Exercise:
Please output the listing that follows exactly, but keep all images out.

Supplied material:
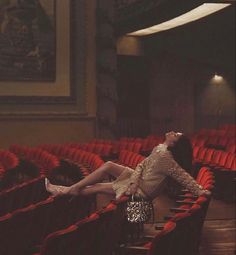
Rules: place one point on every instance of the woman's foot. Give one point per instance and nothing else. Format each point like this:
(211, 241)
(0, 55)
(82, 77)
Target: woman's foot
(56, 190)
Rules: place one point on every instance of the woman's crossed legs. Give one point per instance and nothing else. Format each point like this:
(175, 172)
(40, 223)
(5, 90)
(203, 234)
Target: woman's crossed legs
(90, 184)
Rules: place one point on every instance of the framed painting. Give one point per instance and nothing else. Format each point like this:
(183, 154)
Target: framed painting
(27, 40)
(36, 63)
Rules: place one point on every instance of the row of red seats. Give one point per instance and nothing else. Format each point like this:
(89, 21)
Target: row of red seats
(99, 233)
(22, 195)
(77, 156)
(129, 158)
(103, 150)
(220, 142)
(216, 159)
(8, 161)
(223, 164)
(45, 161)
(26, 228)
(131, 144)
(181, 233)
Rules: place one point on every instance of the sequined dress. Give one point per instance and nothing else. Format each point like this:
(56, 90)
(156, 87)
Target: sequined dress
(152, 174)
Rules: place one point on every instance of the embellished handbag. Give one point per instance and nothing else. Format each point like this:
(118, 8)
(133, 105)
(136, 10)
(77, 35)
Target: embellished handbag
(139, 210)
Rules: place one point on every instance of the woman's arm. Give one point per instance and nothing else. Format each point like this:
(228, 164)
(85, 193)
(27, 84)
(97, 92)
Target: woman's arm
(171, 168)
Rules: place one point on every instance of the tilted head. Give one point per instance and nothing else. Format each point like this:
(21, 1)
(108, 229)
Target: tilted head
(181, 149)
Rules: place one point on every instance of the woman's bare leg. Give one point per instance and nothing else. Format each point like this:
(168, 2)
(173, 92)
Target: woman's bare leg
(104, 188)
(109, 168)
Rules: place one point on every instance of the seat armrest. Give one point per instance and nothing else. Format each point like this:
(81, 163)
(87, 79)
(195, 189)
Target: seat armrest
(176, 210)
(135, 250)
(187, 196)
(185, 202)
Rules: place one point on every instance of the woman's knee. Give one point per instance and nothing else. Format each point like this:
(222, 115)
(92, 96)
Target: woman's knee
(110, 164)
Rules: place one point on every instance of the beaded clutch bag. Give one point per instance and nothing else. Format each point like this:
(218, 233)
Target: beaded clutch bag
(139, 210)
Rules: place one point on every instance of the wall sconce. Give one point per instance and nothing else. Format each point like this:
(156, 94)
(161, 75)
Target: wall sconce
(217, 80)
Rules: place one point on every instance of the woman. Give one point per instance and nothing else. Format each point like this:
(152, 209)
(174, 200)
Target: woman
(173, 159)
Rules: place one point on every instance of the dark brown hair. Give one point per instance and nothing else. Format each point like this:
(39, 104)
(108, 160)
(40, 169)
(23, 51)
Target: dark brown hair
(182, 152)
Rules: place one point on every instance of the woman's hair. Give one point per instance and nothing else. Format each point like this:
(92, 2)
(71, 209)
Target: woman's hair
(183, 153)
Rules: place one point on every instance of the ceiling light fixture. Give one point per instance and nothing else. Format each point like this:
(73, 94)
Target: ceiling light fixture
(195, 14)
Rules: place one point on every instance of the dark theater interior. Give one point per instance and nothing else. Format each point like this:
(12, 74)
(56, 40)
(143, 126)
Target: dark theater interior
(117, 122)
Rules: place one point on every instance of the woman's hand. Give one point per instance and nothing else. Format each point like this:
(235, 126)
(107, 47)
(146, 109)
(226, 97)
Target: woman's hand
(132, 189)
(56, 190)
(207, 193)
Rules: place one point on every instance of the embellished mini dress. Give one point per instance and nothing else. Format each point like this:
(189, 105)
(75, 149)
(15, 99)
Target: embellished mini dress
(151, 175)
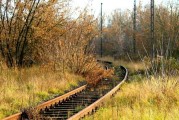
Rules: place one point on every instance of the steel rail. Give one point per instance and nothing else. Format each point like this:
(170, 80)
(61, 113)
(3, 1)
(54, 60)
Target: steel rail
(99, 102)
(64, 97)
(17, 116)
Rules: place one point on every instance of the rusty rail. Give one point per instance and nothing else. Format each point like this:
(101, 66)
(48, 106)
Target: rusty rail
(99, 102)
(83, 112)
(17, 116)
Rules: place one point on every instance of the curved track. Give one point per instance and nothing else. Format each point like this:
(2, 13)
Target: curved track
(77, 103)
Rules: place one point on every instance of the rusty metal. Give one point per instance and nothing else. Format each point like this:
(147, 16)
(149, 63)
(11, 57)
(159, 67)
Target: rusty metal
(64, 107)
(99, 102)
(48, 103)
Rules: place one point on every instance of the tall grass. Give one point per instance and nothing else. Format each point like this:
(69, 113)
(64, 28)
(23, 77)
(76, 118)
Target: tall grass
(29, 86)
(143, 100)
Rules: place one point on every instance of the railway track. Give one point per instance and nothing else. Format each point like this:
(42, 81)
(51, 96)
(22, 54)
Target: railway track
(77, 103)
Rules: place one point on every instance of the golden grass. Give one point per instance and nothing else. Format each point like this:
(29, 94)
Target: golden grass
(132, 66)
(143, 100)
(29, 86)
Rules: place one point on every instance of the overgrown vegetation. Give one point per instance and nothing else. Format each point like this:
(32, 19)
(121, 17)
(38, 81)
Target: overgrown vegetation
(142, 100)
(20, 89)
(44, 51)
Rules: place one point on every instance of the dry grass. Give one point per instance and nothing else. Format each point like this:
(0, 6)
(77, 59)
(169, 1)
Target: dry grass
(132, 66)
(29, 86)
(143, 100)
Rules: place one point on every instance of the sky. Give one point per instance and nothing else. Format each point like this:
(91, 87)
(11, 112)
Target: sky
(110, 5)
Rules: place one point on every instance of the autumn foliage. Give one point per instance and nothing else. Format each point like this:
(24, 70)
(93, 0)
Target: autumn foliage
(38, 32)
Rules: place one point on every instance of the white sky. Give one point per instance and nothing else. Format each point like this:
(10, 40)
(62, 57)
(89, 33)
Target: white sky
(110, 5)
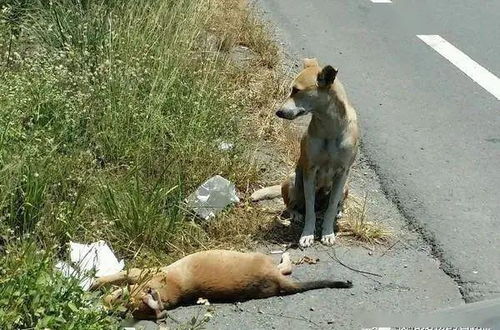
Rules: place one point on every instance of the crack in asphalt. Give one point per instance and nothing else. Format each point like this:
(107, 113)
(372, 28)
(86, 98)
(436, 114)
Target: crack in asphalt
(427, 236)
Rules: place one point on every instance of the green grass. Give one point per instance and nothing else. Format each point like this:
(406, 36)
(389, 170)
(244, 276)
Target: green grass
(32, 295)
(111, 113)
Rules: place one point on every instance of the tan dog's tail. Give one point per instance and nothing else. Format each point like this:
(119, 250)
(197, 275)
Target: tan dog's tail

Reply:
Rules: place one point on every instance of the woman's foot. Give one point per instance and nothing else. Format each point like this:
(211, 241)
(0, 55)
(82, 77)
Target: woman's foot
(56, 190)
Rules: place one point on every instance of the woman's crossed legs. Give one point per instance and nothing else. Format each point like this:
(175, 172)
(40, 223)
(5, 90)
(203, 234)
Target: woman's crossed legs
(90, 184)
Rules: place one point on every instance of the framed painting. Give one point per instance and nothing else. Format each point like this:
(183, 154)
Target: framed painting
(27, 40)
(36, 63)
Rules: place one point on every instance of the row of red seats. Give one point per instance and nothing else. Format each point like this:
(89, 21)
Target: row of red seats
(99, 233)
(22, 195)
(77, 156)
(129, 158)
(103, 150)
(220, 142)
(216, 159)
(8, 161)
(223, 164)
(45, 161)
(26, 228)
(131, 144)
(181, 233)
Rules: place one point on every instance of the sequined dress. Give one point per instance and nothing else. Format each point like this:
(56, 90)
(156, 87)
Target: sequined dress
(152, 174)
Rules: place one point on every instance of the embellished handbag. Give one point per instance and nothing else. Format each point like this:
(118, 8)
(133, 105)
(136, 10)
(77, 35)
Target: embellished handbag
(139, 210)
Rules: place one point on every instance of the woman's arm. Give one point per instance and nothing else. Format each point like this:
(228, 164)
(85, 193)
(27, 84)
(97, 92)
Target: woman's arm
(171, 168)
Rules: place one point on every instance of the tilted head. Give one point per instance and nothing else. Format each point like this:
(21, 1)
(108, 229)
Target: tilted head
(181, 149)
Rules: place one point on every instance of the woman's bare leg. Give one point per instance and nothing else. Format each point like this:
(168, 2)
(173, 92)
Target: woman's bare leg
(104, 188)
(109, 168)
Rules: place one point on every instance of the seat armrest. Give one point per instance and nothing else. Format each point like this:
(81, 163)
(87, 79)
(195, 189)
Target: seat armrest
(176, 210)
(135, 250)
(187, 196)
(185, 202)
Rules: place one point on every instance of the woman's knee. Give one point per instance and nothing else. Format each point like this:
(222, 115)
(92, 96)
Target: woman's knee
(110, 164)
Rules: place one point on every instance of the beaded clutch bag. Give one point per instance and nothing else. Format each point like this:
(218, 233)
Target: beaded clutch bag
(139, 210)
Rules: place one point on every instance of the wall sconce. Give one point per instance and nothing else. Format each point like this:
(156, 94)
(161, 75)
Target: wall sconce
(217, 80)
Rules: place one point on every instance of the woman. Give one point per instance and nothing else. Format each point like this:
(152, 209)
(174, 200)
Target: woman
(173, 159)
Rules: place one point on every instance of the dark brown hair. Give one point per instance and nothing else. Format each point like this:
(39, 104)
(108, 160)
(40, 169)
(23, 51)
Target: dark brown hair
(182, 152)
Rules: place one point on every instance of the woman's hair. Give one point per instance and nothing else. Format each point like this:
(92, 2)
(71, 209)
Target: woman's hair
(183, 153)
Rules: place one point on every instance of the ceiling light fixture. Give one point per instance and nothing else. Format each point like this:
(73, 94)
Target: ceiling light fixture
(195, 14)
Rules: place one point on every instance of the dark theater interior. Give one point per instance and nothing else. Format each point like this:
(12, 74)
(56, 40)
(143, 126)
Target: dark theater interior
(117, 122)
Rules: place one point on every instance of the woman's hand. Give one point per instance and nothing else. Format each point like this:
(235, 126)
(107, 47)
(146, 109)
(226, 97)
Target: woman's hand
(132, 189)
(56, 190)
(207, 193)
Rules: place one point on every instance of the embellished mini dress. Give one point per instance and nothing else. Format each point like this:
(189, 105)
(75, 149)
(15, 99)
Target: embellished mini dress
(151, 175)
Rules: place one point on every instance of the steel rail. Give one point per instance and nothing else. Format each point like this:
(170, 80)
(61, 113)
(3, 1)
(54, 60)
Target: steel rail
(99, 102)
(64, 97)
(17, 116)
Rules: place one point on every instance of the rusty rail. Give one point per instance and nothing else. Format each point like this:
(101, 66)
(48, 106)
Target: rusty rail
(99, 102)
(83, 112)
(17, 116)
Rules: place one point on every instance of the curved track. Give one point per instance and nothing else. Format each point like this:
(2, 13)
Target: curved track
(77, 103)
Rules: place one point on every instance of the rusty metal. Give one point per instance and nothing else. Format each point like this:
(147, 16)
(149, 63)
(11, 57)
(159, 67)
Target: rusty metal
(64, 107)
(99, 102)
(48, 103)
Rules: place one point on every instance of the tall grass. Give one point per instance and nothing else. Format each point like this:
(69, 113)
(64, 28)
(23, 77)
(76, 118)
Target: tall grass
(29, 86)
(143, 100)
Rules: place one point on every instance of the railway track. Give one point per instance and nothing else. Format each point like this:
(42, 81)
(51, 96)
(22, 54)
Target: railway track
(77, 103)
Rules: place one point on every instance of the golden grass. Give one point per instance and nothing else. Format each point like this:
(29, 94)
Target: golden grass
(132, 66)
(143, 100)
(29, 86)
Rules: place one point on every instance of the overgrown vegetation. Give one point per instance and nothing else. Format each point like this:
(32, 19)
(121, 17)
(38, 81)
Target: overgrown vegetation
(142, 100)
(20, 89)
(44, 51)
Rules: place one point on every instance of the dry grass. Give one point per instance and nothing else. Format each point like this:
(0, 6)
(77, 59)
(169, 1)
Target: dry grass
(132, 66)
(29, 86)
(143, 100)
Rules: place one point on every instance of the sky. Give one point per instance and nothing else. Format each point like this:
(91, 87)
(11, 112)
Target: sky
(110, 5)
Rules: place one point on every instance of the autumn foliage. Give one point per instance and nothing else. Format each point like this:
(24, 70)
(93, 0)
Target: autumn foliage
(38, 32)
Rules: place one point on every instance of the white sky. Give one point per instance and nothing else. Format each point like this:
(10, 40)
(62, 57)
(89, 33)
Target: white sky
(110, 5)
Rules: place one point on every instance of the crack in asphalt. Give one point per instance and nothing else. Format each point like this:
(107, 113)
(372, 28)
(86, 98)
(436, 114)
Target: crack in asphalt
(427, 236)
Rules: place one point on every instance of the green grass. Give one point per instance and nothing else. Format each point like this:
(406, 36)
(389, 170)
(244, 276)
Target: green grass
(32, 295)
(111, 113)
Rules: place one point on every instance of the tan dog's tail. Give one point per instance and nothing else. Format each point like this:
(119, 250)
(197, 275)
Target: tan dog's tail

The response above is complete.